*TO BE DONE*
Reproduce every row below with each occurrence of "permitted" changed to "allowed" and all other text left intact.

*PROVIDED DATA*

- - - -

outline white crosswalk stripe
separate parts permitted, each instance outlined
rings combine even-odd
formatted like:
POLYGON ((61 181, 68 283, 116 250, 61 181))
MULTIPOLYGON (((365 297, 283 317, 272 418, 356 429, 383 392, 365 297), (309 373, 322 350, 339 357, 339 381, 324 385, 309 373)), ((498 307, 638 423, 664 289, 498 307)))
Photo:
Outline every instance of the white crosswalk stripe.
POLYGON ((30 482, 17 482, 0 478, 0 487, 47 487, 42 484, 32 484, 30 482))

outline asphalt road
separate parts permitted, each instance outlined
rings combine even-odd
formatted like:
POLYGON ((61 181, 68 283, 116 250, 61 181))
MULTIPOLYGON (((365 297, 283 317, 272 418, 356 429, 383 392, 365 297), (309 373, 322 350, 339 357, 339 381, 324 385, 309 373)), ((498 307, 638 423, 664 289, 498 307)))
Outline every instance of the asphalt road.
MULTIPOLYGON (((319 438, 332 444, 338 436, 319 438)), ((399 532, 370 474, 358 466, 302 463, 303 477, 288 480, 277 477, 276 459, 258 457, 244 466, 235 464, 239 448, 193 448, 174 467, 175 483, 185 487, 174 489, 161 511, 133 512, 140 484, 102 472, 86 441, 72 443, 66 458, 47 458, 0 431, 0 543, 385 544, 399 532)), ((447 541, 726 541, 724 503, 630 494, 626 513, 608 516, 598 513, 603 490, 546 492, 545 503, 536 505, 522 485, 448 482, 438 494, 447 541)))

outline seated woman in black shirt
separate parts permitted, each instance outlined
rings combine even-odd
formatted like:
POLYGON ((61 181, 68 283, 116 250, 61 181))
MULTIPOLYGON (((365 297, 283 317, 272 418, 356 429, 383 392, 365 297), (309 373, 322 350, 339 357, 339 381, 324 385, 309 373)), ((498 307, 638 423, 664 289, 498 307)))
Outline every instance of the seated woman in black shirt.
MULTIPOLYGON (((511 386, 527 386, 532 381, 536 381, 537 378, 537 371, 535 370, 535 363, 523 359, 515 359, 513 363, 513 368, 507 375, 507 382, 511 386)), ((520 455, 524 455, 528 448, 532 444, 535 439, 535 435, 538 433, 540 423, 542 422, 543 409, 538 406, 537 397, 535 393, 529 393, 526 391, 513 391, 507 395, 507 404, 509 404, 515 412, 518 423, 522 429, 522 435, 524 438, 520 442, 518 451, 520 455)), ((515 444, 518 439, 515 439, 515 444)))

- - - -

*EXERCISE SOLUTION*
outline white crosswalk stripe
separate parts allowed, each instance outlined
rings combine even-odd
formatted like:
POLYGON ((61 181, 68 283, 116 250, 61 181))
MULTIPOLYGON (((365 297, 283 317, 272 418, 356 429, 383 392, 365 297), (309 373, 322 350, 339 357, 339 381, 324 385, 309 373)), ((498 307, 638 423, 664 289, 498 307)))
Photo:
Outline every instance of the white crosswalk stripe.
POLYGON ((30 482, 17 482, 0 478, 0 487, 47 487, 42 484, 32 484, 30 482))

outline asphalt road
separate parts allowed, each instance outlined
rings combine even-odd
formatted like:
POLYGON ((61 181, 68 283, 116 250, 61 181))
MULTIPOLYGON (((365 297, 283 317, 272 418, 356 429, 383 392, 365 297), (309 373, 322 350, 339 357, 339 381, 324 385, 309 373)), ((498 307, 638 423, 664 289, 498 307)))
Outline every instance of the asphalt road.
MULTIPOLYGON (((319 438, 332 444, 338 436, 319 438)), ((399 532, 370 474, 358 466, 302 463, 303 477, 288 480, 277 477, 276 459, 258 457, 244 466, 235 464, 239 448, 193 448, 174 467, 175 483, 185 487, 174 489, 161 511, 133 512, 140 484, 102 472, 86 441, 72 443, 66 458, 47 458, 0 431, 0 543, 385 544, 399 532)), ((447 541, 726 541, 724 503, 630 494, 626 513, 608 516, 598 513, 603 490, 546 492, 545 503, 536 505, 522 485, 448 482, 438 494, 447 541)))

outline seated woman in black shirt
separate parts allowed, each instance outlined
rings combine even-odd
formatted like:
POLYGON ((61 181, 68 283, 116 250, 61 181))
MULTIPOLYGON (((365 297, 283 317, 272 418, 356 429, 383 392, 365 297), (309 373, 322 350, 339 357, 339 381, 324 385, 309 373)), ((498 307, 638 423, 664 289, 498 307)))
Outline every instance of the seated woman in black shirt.
MULTIPOLYGON (((511 386, 527 386, 532 381, 536 381, 537 378, 537 371, 535 370, 535 363, 523 359, 515 359, 513 363, 513 368, 507 375, 507 382, 511 386)), ((520 455, 524 455, 528 448, 532 444, 535 439, 535 435, 538 433, 540 423, 542 422, 543 409, 538 406, 537 397, 535 393, 529 393, 526 391, 513 391, 507 395, 507 404, 509 404, 515 412, 518 423, 522 429, 522 435, 524 438, 520 442, 518 451, 520 455)), ((515 444, 518 439, 515 439, 515 444)))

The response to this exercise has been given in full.